Records excerpted from a collection:

— Start —

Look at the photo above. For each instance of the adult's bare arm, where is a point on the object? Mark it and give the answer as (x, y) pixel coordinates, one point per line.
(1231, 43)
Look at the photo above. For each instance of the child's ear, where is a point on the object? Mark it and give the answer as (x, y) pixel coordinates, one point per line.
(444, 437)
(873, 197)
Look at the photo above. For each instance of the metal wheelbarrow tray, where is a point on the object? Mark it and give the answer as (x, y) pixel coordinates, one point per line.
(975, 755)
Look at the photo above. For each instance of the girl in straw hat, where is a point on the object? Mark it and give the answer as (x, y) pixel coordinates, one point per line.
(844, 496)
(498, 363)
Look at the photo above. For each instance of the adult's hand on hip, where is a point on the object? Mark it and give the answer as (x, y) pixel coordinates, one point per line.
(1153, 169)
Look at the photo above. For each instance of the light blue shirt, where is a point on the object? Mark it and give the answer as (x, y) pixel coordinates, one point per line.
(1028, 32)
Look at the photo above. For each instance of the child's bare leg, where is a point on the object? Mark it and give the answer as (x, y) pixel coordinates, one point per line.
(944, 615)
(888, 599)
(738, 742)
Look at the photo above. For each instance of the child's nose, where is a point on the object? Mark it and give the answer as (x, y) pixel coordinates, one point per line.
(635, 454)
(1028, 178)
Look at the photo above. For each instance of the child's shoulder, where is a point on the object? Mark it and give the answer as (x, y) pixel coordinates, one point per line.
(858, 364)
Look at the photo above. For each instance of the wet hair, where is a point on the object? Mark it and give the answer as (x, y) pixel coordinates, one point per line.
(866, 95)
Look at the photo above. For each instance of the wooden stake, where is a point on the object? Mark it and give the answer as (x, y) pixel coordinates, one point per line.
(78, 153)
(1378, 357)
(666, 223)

— End —
— Start —

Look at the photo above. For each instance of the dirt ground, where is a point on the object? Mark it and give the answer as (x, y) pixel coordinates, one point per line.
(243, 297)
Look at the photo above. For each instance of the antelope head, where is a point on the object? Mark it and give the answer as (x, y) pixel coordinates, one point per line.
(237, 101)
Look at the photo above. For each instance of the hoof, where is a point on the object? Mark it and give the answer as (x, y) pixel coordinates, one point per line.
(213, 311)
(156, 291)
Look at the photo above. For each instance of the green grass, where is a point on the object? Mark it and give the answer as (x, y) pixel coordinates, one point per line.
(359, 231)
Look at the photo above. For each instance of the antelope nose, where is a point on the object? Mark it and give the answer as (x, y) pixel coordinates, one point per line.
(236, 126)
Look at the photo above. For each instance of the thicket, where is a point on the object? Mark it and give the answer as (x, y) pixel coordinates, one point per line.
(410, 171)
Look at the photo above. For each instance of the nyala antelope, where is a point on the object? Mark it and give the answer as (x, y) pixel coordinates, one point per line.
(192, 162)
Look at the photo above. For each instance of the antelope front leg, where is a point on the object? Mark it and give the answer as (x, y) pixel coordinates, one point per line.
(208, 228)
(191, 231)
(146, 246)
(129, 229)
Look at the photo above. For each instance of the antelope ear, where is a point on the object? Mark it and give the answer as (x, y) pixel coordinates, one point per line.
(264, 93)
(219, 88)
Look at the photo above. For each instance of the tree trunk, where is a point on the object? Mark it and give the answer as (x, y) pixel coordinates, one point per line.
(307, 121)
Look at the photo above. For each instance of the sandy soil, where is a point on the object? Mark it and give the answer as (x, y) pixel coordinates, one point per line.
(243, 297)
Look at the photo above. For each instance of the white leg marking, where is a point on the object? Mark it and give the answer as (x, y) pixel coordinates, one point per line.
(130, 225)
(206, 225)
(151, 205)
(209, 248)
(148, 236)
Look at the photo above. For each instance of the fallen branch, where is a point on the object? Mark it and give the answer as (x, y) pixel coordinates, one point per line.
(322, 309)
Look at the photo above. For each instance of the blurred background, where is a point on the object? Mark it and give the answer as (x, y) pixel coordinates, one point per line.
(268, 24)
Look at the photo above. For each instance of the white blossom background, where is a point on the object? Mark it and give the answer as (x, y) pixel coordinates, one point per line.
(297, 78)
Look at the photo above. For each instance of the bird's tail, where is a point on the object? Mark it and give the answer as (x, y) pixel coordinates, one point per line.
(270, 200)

— End —

- _What to work on_: Duplicate the lines above, everything from the line containing "child's ear, where" down to the line containing "(1153, 169)", with both of those lines included.

- _Solution to this problem_:
Look at the photo above. For each instance of the child's ear, where is a point on the object? Mark it and give the answer as (x, y) pixel coordinates, one point per line.
(444, 437)
(873, 197)
Look at the photo above. For each instance of the metal wheelbarrow tray, where is a point on the object? Mark it and give the answer as (x, y) pixel coordinates, one point per line.
(975, 755)
Look at the photo above. For each instance of the girl in straw hat, where is a point on the object? Mark it and give the answer as (x, y) pixel coordinates, one point per line.
(844, 496)
(498, 363)
Look at the photo above. For each instance of the adult's hand on hip, where is a point on the object? Mark it and give the answer as (x, y) pixel coordinates, one point per line.
(1153, 169)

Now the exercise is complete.